• **課題一覧**:
[1] タイミングベルト交換の文書抜粋のうち、「サーモスタッドの固定部分は二」を含む語句で始まり「ここは3分割の樹脂製のカバーになっています。」で終わる部分を、「樹脂製」を「金属製」に変えて書き直してください。
[2] タイミングベルト交換の文書抜粋では、一段目のカバーは何本のボルトで固定されているか。

• **文書抜粋**:
------------------------------------------------------------

タイミングベルトの交換②

タイミングベルト①からの続き
サーモスタッドカバーを外します。
サーモスタッドの固定部分は二か所ですが、この車は一か所がボルト、反対側はナットで固定されていました。
車両によっては受け側のスタッドボルトを抜いて、両方ボルトにしているケースもあるようです。


 

サーモスタッドはノーマル品が入っていました


 

次にタイミングベルトのカバーを外していきます。
ここは3分割の樹脂製のカバーになっています。


 

一段目は長いボルト4本で固定されています。


 

そしてこの部分はクランプと共締めです。


 

一段目のカバーをはずしました。


 

二段目カバーのボルトは一か所だけ。


 

三段目のカバーのボルト。
ウォーターポンプの横のボルトは長いもの


 

他の2個所は長さの同じボルト。


 

長さは同じ。


 

整理しておくと・・
一段目カバーは4本留めで長さは同じ。


 

二段目カバー
一段目に部分的に組み合わせて固定するようになっている。


 

三段目カバー
三か所で留める。一本だけ長い。
(このカバーは実際にはクランクプーリーを外してからでないと外しにくいかも)


 

タイミングベルトカバーが取れました。

------------------------------------------------------------

位置アノテーションデータセットの抜粋:
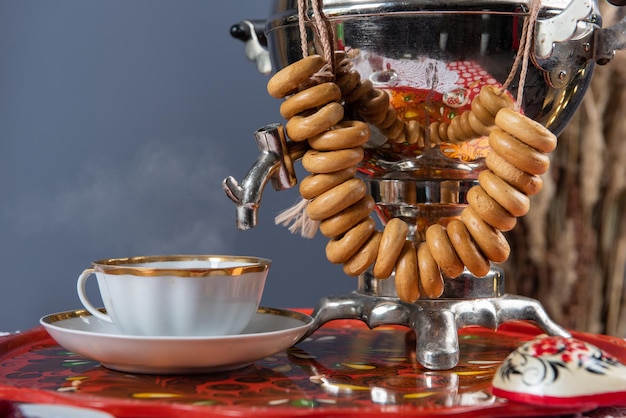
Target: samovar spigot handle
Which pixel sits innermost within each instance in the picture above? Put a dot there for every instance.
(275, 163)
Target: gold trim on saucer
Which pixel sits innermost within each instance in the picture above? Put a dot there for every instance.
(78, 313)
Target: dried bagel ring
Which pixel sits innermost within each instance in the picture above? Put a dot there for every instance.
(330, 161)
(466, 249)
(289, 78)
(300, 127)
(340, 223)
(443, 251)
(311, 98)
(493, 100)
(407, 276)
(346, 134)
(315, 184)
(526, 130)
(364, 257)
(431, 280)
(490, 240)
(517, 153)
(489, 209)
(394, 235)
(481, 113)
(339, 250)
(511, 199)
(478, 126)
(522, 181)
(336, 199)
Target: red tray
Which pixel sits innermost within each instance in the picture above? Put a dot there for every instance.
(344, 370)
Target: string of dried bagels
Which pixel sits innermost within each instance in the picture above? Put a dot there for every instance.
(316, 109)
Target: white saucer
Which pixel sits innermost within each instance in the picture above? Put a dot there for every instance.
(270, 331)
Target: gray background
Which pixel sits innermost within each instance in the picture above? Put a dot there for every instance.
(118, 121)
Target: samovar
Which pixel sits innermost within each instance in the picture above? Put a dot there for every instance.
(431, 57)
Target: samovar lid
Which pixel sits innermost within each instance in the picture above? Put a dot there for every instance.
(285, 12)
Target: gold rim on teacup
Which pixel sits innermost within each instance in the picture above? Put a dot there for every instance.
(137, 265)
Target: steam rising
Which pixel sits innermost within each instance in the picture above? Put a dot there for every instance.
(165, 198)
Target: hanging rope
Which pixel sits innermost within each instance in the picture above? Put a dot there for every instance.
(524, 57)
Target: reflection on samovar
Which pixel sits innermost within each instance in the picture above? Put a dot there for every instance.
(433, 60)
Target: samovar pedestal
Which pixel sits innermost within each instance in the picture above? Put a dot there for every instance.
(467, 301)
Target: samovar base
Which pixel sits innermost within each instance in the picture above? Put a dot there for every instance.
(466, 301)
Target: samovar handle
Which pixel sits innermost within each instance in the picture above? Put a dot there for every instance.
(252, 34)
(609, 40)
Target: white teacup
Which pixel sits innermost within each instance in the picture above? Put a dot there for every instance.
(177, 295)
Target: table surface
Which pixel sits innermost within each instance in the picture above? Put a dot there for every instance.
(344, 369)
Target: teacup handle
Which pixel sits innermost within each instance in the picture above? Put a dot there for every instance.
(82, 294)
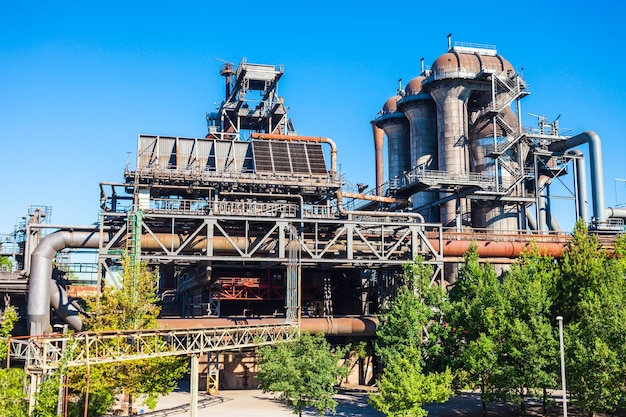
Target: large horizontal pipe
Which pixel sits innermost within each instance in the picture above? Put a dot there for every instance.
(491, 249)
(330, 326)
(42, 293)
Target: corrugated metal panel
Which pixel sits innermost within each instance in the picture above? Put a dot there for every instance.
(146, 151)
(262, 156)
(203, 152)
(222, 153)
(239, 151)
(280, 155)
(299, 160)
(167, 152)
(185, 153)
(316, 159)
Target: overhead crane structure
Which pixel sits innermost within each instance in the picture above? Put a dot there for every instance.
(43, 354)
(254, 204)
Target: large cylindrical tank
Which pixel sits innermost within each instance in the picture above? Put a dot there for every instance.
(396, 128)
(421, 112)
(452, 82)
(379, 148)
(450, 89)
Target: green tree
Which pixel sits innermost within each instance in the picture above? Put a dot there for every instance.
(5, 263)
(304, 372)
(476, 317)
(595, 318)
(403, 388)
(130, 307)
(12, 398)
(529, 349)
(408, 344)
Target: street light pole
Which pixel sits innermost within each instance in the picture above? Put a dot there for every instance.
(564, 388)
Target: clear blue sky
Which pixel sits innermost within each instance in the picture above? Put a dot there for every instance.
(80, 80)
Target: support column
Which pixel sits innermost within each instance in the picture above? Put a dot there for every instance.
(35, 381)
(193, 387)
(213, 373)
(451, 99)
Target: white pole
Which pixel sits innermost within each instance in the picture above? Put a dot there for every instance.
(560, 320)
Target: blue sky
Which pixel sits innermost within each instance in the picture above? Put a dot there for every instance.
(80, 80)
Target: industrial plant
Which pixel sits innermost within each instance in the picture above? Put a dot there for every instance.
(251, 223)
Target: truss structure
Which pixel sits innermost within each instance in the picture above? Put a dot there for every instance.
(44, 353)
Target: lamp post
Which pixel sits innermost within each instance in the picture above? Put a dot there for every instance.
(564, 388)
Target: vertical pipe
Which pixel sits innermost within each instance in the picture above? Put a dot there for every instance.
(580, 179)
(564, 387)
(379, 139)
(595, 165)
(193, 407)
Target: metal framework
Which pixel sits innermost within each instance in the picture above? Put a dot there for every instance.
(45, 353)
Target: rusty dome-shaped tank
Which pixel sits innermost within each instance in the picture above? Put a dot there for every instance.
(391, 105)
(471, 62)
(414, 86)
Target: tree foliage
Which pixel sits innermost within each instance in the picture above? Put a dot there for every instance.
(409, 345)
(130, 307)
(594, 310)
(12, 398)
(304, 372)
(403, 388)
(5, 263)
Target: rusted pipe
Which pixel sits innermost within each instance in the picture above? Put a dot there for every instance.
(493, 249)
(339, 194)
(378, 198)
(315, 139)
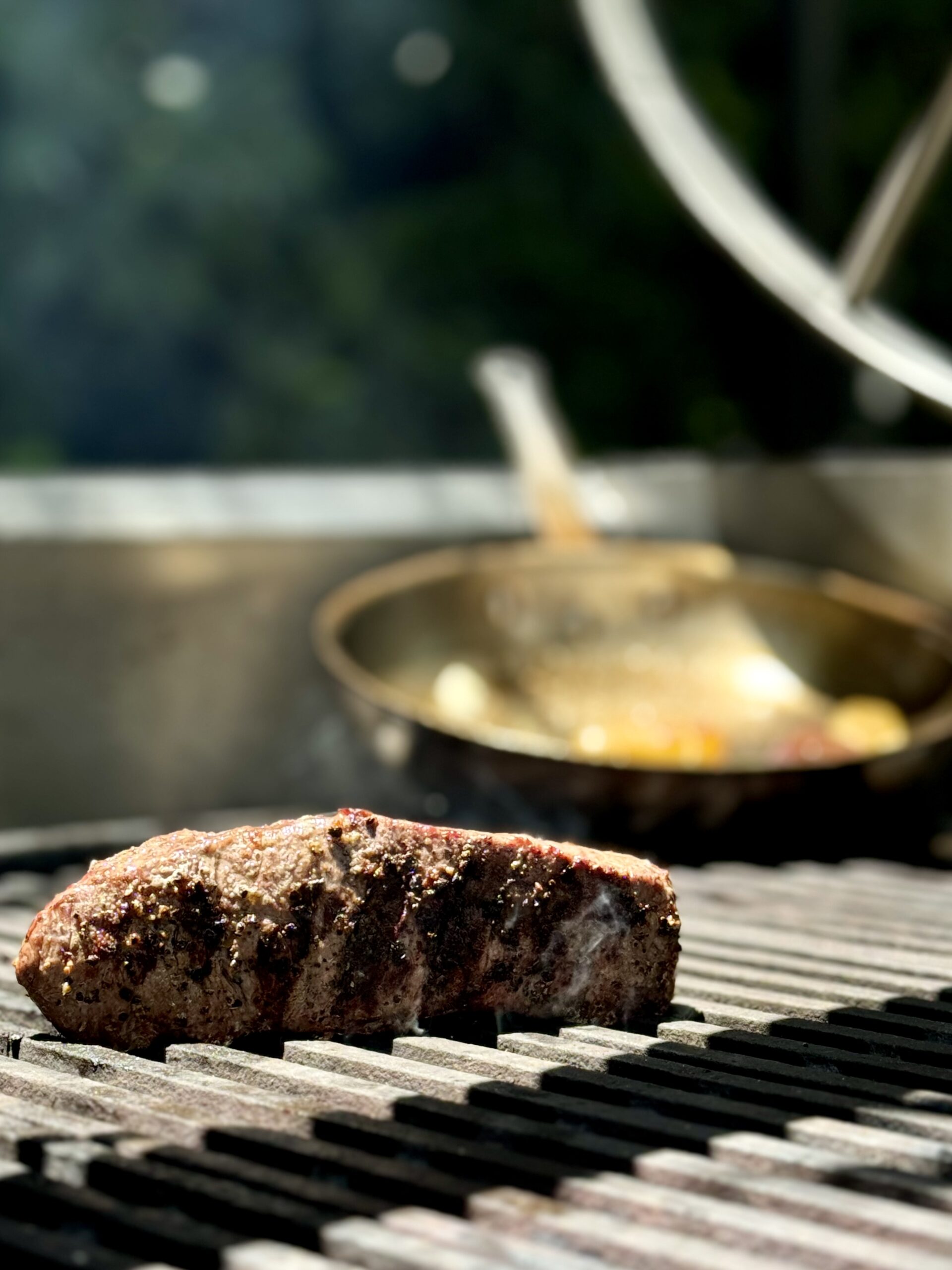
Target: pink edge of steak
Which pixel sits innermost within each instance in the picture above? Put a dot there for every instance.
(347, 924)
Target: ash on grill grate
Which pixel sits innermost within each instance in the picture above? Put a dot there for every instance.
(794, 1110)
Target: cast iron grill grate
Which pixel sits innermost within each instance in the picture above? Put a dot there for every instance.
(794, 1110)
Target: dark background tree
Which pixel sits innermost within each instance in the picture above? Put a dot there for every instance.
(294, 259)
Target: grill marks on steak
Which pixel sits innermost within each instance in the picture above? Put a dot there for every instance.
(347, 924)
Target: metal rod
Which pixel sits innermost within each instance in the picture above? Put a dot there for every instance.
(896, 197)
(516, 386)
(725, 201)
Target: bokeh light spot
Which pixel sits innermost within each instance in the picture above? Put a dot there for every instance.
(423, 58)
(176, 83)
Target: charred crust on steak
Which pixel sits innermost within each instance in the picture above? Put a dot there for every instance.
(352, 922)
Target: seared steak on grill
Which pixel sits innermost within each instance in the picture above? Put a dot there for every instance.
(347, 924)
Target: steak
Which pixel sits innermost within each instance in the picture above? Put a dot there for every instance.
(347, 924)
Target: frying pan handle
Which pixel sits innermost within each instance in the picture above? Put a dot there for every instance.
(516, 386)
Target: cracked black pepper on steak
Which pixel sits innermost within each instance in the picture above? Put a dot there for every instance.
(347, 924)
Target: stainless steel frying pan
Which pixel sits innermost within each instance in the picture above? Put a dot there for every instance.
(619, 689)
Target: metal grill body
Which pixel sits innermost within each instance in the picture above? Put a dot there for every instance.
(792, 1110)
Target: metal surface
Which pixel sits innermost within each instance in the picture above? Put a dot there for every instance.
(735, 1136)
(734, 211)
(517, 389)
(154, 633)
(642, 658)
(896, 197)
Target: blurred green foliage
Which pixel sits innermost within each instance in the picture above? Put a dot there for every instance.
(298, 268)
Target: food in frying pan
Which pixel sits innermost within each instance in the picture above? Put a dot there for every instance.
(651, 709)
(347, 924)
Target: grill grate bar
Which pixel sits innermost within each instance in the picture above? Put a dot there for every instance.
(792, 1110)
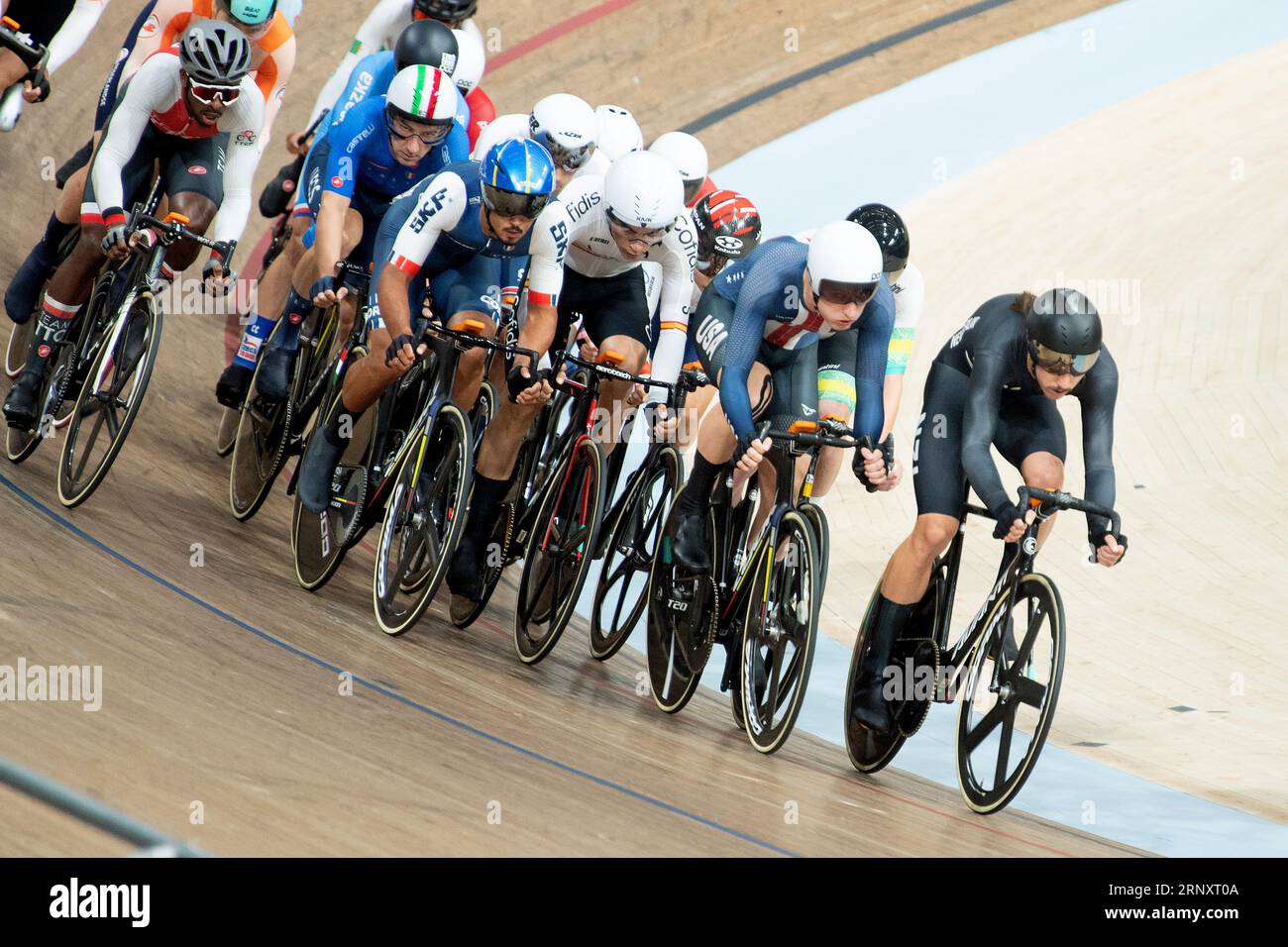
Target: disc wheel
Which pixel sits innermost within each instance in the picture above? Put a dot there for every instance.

------------------------------------------------------------

• **解答例**:
[1]
サーモスタッドの固定部分は二か所ですが、この車は一か所がボルト、反対側はナットで固定されていました。
車両によっては受け側のスタッドボルトを抜いて、両方ボルトにしているケースもあるようです。


 

サーモスタッドはノーマル品が入っていました


 

次にタイミングベルトのカバーを外していきます。
ここは3分割の金属製のカバーになっています。

[2] 長いボルト4本で固定されている。